## WHAT THE EXERCISE ASKS
Return all lines of the data in which the string "hoof" occurs.

Data items
++++++
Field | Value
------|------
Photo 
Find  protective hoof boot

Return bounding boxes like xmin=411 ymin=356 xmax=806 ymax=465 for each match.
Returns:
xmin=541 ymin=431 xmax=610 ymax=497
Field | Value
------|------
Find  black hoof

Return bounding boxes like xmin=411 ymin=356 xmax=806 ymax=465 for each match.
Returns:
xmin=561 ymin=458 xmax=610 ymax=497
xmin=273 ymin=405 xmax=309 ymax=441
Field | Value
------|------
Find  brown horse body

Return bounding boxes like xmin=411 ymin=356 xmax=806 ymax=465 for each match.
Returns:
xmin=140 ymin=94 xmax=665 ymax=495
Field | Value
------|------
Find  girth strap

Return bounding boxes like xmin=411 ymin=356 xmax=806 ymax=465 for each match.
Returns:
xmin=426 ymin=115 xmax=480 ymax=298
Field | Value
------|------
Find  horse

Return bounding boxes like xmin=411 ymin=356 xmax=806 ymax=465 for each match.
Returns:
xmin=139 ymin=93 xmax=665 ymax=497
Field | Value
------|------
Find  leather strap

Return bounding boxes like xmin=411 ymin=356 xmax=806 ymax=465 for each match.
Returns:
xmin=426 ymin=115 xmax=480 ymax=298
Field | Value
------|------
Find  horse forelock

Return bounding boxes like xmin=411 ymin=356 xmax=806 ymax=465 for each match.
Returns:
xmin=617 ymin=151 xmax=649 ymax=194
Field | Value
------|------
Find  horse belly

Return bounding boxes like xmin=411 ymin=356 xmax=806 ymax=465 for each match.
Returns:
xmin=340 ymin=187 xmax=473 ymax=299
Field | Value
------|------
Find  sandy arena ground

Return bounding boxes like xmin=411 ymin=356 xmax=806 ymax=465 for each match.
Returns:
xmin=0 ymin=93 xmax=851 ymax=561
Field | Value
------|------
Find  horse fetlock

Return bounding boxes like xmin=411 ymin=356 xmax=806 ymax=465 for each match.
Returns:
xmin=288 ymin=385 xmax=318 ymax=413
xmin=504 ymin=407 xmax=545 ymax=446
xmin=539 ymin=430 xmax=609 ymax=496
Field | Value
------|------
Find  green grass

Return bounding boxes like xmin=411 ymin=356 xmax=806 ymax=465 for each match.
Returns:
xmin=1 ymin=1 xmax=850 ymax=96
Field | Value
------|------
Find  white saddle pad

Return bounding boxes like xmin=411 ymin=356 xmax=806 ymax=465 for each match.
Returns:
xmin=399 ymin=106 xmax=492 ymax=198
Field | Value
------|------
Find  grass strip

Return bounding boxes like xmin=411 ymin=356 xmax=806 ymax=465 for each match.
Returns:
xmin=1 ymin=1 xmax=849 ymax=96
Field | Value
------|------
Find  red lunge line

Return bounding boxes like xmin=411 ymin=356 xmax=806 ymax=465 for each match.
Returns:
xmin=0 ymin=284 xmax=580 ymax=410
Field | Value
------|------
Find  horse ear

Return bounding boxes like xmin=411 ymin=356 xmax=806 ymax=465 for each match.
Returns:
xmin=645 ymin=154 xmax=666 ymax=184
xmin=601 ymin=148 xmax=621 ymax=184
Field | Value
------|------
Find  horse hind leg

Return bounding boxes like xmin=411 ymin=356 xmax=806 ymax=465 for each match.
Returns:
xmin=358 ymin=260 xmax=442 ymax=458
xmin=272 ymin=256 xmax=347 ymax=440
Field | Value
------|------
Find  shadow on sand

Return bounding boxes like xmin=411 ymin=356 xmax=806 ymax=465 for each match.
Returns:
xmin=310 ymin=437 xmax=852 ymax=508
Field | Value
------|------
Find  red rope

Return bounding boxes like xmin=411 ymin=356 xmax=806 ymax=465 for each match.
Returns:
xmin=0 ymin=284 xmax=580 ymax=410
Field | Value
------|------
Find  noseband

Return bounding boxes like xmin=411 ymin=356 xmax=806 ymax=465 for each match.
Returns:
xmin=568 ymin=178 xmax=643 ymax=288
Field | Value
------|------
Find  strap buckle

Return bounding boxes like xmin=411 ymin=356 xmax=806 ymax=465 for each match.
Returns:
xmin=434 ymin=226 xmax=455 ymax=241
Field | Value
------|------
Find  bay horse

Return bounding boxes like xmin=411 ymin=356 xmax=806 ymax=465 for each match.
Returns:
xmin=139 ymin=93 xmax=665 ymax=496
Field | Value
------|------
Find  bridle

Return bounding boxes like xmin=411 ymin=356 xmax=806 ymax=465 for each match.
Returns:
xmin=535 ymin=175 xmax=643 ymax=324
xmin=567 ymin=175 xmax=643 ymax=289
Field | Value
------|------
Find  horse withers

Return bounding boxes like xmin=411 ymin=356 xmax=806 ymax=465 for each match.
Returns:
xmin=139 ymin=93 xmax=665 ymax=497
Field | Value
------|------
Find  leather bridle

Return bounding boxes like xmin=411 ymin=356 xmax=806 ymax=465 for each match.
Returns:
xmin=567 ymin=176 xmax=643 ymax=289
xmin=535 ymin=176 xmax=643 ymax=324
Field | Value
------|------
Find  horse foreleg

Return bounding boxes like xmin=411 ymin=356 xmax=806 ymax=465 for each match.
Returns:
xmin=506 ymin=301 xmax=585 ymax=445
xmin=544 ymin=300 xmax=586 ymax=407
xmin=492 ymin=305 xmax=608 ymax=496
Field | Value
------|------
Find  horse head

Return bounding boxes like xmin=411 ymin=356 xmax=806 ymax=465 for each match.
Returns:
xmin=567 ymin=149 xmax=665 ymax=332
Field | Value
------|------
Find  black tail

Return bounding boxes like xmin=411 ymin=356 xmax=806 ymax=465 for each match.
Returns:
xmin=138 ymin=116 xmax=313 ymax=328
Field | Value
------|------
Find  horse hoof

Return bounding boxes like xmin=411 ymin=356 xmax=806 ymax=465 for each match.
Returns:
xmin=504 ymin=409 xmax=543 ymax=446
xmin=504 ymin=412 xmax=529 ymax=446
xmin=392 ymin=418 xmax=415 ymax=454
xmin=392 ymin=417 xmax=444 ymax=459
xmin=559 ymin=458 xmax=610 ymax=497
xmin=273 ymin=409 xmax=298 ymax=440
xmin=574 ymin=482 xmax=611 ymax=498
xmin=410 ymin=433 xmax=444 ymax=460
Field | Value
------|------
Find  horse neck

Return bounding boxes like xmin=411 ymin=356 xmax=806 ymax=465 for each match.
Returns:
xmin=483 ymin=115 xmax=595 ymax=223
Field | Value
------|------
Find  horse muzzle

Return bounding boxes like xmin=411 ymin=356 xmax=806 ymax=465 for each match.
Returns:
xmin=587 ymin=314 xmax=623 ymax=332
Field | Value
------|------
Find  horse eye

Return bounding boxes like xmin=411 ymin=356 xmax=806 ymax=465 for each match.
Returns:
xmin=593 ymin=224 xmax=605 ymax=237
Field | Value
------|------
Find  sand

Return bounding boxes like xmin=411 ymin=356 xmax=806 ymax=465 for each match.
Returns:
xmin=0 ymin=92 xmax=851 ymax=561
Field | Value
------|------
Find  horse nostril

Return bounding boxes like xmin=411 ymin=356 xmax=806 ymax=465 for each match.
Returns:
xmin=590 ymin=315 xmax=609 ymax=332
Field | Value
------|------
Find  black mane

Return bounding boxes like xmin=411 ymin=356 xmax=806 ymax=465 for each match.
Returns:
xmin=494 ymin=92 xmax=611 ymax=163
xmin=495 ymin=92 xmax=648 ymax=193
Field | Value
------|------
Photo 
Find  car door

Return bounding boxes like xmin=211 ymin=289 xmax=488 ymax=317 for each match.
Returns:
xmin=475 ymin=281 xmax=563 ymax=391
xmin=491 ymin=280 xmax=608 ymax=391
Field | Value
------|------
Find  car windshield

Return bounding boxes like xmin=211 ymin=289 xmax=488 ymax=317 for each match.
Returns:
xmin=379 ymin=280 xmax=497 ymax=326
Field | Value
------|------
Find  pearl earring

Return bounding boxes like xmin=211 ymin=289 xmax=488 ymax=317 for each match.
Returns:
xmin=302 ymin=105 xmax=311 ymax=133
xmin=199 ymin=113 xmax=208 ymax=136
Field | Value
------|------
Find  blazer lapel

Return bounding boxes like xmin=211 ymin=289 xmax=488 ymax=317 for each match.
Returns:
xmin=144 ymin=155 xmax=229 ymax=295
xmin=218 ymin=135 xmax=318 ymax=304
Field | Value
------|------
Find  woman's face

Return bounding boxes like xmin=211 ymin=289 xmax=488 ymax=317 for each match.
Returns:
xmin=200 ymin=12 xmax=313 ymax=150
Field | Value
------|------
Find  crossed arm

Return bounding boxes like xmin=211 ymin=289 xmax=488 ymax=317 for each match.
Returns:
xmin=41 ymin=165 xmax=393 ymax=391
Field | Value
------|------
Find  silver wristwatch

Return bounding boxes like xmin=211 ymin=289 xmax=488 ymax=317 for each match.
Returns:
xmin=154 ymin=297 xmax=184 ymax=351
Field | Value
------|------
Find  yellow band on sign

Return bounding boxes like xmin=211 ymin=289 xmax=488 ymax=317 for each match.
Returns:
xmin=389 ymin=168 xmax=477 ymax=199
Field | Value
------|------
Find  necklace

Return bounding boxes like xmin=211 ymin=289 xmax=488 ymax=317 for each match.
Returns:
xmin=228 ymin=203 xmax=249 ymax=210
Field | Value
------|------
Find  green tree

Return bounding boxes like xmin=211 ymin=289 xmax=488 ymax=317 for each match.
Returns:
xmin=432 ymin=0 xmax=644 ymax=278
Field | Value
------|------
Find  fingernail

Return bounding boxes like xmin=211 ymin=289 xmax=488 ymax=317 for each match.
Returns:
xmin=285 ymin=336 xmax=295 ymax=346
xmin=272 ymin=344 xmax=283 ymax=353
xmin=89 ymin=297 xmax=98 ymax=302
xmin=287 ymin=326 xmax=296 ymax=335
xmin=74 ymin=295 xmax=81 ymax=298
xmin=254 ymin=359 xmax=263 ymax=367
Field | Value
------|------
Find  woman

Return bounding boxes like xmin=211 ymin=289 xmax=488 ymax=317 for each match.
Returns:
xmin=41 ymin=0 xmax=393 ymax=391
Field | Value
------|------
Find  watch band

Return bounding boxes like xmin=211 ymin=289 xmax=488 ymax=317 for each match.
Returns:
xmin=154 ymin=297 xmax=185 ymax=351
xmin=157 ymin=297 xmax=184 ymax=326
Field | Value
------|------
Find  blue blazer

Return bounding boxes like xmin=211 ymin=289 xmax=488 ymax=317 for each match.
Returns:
++++++
## YOUR RESPONSE
Find  protective hoof boot
Find  black hoof
Find  horse hoof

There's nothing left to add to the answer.